(Objective) Write out every one of the lines below word for word, without changing anything.

-------- Dataset records --------

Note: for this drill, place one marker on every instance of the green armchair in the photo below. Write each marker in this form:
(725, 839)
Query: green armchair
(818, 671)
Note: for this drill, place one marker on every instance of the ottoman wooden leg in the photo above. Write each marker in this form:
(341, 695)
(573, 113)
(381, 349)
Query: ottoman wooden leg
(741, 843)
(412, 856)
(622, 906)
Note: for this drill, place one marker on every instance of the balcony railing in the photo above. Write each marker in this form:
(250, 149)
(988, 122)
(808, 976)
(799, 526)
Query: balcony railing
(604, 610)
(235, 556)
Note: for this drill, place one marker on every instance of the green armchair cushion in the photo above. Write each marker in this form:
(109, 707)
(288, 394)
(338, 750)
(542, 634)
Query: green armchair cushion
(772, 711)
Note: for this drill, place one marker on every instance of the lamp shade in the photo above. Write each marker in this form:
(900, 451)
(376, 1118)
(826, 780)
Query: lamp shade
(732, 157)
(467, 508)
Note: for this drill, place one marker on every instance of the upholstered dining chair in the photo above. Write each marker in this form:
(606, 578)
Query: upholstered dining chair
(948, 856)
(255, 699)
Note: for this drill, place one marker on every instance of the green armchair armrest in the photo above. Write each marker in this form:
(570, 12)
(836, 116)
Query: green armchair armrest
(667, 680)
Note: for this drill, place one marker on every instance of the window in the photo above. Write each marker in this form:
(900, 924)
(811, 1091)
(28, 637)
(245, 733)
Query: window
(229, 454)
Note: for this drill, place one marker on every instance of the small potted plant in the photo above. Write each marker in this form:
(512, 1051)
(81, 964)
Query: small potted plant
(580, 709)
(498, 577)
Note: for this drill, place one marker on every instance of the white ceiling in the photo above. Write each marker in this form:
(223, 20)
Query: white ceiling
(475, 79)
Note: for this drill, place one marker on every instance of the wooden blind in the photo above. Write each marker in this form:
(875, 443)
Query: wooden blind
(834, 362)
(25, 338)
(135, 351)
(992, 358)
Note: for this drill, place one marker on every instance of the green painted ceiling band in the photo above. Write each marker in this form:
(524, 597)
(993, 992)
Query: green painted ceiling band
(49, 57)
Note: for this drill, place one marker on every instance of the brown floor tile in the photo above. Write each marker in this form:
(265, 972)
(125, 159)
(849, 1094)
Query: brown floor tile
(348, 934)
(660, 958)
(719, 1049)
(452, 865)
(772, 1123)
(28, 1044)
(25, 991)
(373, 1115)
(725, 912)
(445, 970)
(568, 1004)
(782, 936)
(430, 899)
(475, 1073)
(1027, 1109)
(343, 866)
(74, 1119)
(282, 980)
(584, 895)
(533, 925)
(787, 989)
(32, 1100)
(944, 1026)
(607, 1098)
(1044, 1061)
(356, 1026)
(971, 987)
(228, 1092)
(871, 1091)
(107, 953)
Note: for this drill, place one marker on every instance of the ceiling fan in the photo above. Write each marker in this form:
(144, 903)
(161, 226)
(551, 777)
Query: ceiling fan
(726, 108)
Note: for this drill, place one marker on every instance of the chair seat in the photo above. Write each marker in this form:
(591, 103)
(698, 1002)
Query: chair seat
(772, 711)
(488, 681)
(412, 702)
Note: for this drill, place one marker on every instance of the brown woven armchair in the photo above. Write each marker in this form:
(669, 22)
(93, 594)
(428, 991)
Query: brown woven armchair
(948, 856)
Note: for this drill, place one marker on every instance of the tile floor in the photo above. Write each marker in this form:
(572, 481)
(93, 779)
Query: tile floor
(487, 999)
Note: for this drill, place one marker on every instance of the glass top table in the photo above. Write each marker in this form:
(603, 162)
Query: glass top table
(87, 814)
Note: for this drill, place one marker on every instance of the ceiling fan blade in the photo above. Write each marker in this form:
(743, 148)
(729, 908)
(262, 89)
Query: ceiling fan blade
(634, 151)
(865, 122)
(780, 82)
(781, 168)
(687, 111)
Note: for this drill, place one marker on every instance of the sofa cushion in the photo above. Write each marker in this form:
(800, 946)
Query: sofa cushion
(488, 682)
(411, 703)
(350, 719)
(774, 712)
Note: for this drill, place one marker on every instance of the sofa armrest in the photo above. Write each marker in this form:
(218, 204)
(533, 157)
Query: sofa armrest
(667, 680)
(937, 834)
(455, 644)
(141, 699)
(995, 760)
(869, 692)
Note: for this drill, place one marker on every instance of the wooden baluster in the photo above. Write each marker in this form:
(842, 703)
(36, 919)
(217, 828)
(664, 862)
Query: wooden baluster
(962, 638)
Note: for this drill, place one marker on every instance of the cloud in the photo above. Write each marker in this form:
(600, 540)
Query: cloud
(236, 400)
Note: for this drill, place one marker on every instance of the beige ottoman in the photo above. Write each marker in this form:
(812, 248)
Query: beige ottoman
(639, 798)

--------

(Worked solution)
Note: for this drill, place one marker on every instance of the green armchair in the photo below. Write each marker in this form:
(725, 839)
Query: green armchair
(818, 671)
Note: for this drill, place one marker on every instance of the ottoman wooden leg in the photo above. Write each marker in this form:
(341, 695)
(573, 113)
(381, 349)
Query: ottoman wooden leg
(741, 843)
(412, 856)
(622, 906)
Note: for this drill, place one marker on every instance of the balcony railing in the photo above. Write each marker in this form:
(250, 149)
(988, 122)
(808, 976)
(799, 526)
Query: balcony railing
(604, 610)
(235, 556)
Note: for this drill, place one marker on every instance of the green armchair cushion in the photo above. Write each marker in this form:
(109, 707)
(288, 394)
(338, 750)
(542, 634)
Query: green armchair cushion
(772, 711)
Note: for this drill, place one marker on every instance of the lamp shade in the photo above. Write each marker in this form:
(900, 451)
(376, 1118)
(826, 780)
Query: lamp shade
(732, 157)
(467, 508)
Note: for this drill, place one marker on every instance of the upholstered dining chair in the photo above. Write each marker in this form:
(606, 578)
Query: upholstered dining chair
(948, 856)
(255, 699)
Note: for this drill, place one marker on every instance of the green armchair armrest in the photo above. Write each marker in this form:
(570, 12)
(836, 116)
Query: green armchair armrest
(667, 680)
Note: for this drill, place one marker on every instance of the window in the photo above. Write each marker in this form:
(900, 924)
(811, 1091)
(28, 637)
(245, 733)
Query: window
(229, 454)
Note: for this drill, place one marker on every instance of the small potted plant in the photo above. Write each marker in this form:
(512, 1051)
(81, 964)
Query: small potted plant
(580, 709)
(498, 577)
Note: for this drill, place one marker on every instance of the white ceiling in the photo above. Write each marker in this form:
(223, 20)
Query: white ceiling
(475, 79)
Note: for this drill, place one marker on every instance of the wooden blind in the photo above. Write each marker in this form:
(875, 443)
Query: wooden blind
(834, 362)
(25, 338)
(135, 351)
(992, 358)
Note: for this drill, place one marker on every instance of the green painted ceiling band in the photo above. Write each marker in this form:
(524, 597)
(993, 992)
Query: green painted ceiling band
(49, 57)
Note: for this drill, place one marker on every instance of the brown floor tile in the photo above. Write each marker in this form:
(265, 972)
(125, 159)
(849, 1094)
Query: brown floor tile
(348, 934)
(660, 958)
(719, 1049)
(452, 865)
(772, 1123)
(28, 1044)
(25, 991)
(373, 1115)
(725, 912)
(445, 970)
(568, 1004)
(782, 936)
(430, 899)
(475, 1073)
(1027, 1109)
(343, 866)
(74, 1119)
(282, 980)
(584, 895)
(533, 925)
(787, 989)
(32, 1100)
(944, 1026)
(607, 1098)
(1044, 1061)
(356, 1026)
(971, 987)
(228, 1092)
(871, 1091)
(107, 953)
Note: for this drill, place one marker on every instance of the ceiling fan in the photo above. Write each marker in this form:
(144, 903)
(161, 226)
(551, 777)
Query: ceiling fan
(726, 108)
Note: for this drill, place one marker on every instance of the chair seat in the photo above. Write each marker in this form:
(591, 103)
(698, 1002)
Query: chair seat
(772, 711)
(488, 681)
(412, 702)
Note: for this drill, place one marker on every instance of the brown woven armchair in the photo above. Write each marker in this form:
(669, 22)
(93, 594)
(428, 991)
Query: brown woven armchair
(948, 856)
Note: for this drill, place one marker on every instance of the tile floor in the photo above. Write each marker in this form:
(572, 481)
(93, 779)
Query: tile floor
(487, 999)
Note: for this drill, place one marker on every instance of the glass top table in the photo above. Write each marker in this form:
(603, 162)
Query: glass top table
(87, 814)
Note: for this drill, place one marker on every instance of the ceiling fan blade in the photo above. Write each marker in this form:
(743, 148)
(729, 908)
(262, 89)
Query: ceiling fan blade
(634, 151)
(865, 122)
(780, 82)
(781, 168)
(687, 111)
Note: for this drill, place one marker on every instance of the sofa cushion in the photo above. Write each marker in this form:
(800, 946)
Query: sofa cushion
(488, 682)
(411, 703)
(350, 719)
(774, 712)
Note: for this drill, place one marker on every instance of the sofa armrest in the photo above. Write each marker in this form:
(218, 204)
(533, 157)
Query: sofa armrest
(667, 680)
(937, 834)
(455, 644)
(141, 699)
(995, 760)
(869, 692)
Note: for this drill, place one marker on every instance of the wooden baluster in the photo above. Write each marker in this form:
(842, 703)
(36, 919)
(217, 828)
(664, 862)
Query: wooden baluster
(962, 638)
Note: for this drill, place one marker on every instance of the cloud in the photo above. Write each marker in this form:
(600, 540)
Query: cloud
(236, 400)
Note: for this drill, place one marker on every instance of the beige ottoman in the photo above. Write each marker in this form:
(812, 248)
Query: beige ottoman
(639, 798)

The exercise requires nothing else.